Entries provided:
* * * * * * *
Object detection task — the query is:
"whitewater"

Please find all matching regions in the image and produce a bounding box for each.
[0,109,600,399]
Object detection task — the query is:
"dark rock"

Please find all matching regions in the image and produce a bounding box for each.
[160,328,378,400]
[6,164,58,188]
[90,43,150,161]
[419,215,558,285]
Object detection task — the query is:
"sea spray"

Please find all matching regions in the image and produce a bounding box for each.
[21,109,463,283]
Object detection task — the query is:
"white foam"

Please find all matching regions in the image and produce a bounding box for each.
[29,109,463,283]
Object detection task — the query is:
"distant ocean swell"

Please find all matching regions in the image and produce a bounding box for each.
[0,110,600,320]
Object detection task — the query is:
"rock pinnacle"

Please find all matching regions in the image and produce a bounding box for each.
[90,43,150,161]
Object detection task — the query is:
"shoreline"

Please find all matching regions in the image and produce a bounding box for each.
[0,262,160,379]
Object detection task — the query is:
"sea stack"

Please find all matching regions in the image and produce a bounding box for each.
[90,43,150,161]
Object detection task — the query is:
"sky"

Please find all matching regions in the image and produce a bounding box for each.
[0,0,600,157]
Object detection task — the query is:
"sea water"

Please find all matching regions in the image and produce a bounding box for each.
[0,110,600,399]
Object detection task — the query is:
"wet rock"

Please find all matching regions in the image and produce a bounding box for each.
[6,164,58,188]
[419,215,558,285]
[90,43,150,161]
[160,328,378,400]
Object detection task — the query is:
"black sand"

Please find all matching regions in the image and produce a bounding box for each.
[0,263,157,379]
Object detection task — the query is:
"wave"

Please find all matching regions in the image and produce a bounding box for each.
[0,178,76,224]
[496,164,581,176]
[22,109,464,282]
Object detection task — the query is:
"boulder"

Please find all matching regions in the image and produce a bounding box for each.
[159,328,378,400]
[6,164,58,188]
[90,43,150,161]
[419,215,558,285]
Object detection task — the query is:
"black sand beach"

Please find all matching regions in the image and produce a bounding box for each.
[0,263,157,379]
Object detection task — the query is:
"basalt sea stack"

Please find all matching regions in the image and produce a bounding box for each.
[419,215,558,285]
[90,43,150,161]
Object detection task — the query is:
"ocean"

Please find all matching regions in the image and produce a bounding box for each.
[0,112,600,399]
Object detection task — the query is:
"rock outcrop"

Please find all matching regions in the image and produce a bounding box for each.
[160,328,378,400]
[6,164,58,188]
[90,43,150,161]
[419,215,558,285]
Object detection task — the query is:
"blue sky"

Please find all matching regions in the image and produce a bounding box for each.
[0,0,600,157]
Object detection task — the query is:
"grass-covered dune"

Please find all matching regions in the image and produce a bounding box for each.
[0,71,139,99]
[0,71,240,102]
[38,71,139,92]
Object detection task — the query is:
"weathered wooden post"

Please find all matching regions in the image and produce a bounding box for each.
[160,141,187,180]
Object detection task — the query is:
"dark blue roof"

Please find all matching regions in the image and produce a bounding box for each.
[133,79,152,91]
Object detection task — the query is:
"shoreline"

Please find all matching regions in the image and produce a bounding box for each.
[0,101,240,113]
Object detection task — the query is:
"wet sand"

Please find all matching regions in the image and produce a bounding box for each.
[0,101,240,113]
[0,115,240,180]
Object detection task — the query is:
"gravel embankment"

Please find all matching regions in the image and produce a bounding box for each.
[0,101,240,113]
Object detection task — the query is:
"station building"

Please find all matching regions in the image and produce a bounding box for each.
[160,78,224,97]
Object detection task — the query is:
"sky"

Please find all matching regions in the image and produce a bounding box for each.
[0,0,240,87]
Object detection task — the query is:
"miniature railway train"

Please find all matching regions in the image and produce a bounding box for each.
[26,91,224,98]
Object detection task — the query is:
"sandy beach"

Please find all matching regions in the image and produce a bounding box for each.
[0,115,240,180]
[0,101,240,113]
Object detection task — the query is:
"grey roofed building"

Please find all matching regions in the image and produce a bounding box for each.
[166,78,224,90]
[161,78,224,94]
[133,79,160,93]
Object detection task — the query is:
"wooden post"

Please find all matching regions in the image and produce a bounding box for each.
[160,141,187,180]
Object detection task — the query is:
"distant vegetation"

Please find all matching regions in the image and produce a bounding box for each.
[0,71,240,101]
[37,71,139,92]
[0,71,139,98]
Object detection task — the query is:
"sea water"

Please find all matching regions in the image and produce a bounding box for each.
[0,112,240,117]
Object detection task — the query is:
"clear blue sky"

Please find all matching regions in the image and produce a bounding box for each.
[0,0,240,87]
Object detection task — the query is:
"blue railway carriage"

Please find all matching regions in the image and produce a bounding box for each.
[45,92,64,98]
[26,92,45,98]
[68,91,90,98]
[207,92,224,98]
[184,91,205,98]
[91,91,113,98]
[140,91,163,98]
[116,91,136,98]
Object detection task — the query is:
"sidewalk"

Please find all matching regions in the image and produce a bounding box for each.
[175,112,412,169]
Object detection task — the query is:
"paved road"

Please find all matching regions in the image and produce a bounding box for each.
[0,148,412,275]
* * * * * * *
What to work on: Locate every line of the items above that contains the word "building" and copy each of those lines.

Solution for this task:
"station building"
"grey roofed building"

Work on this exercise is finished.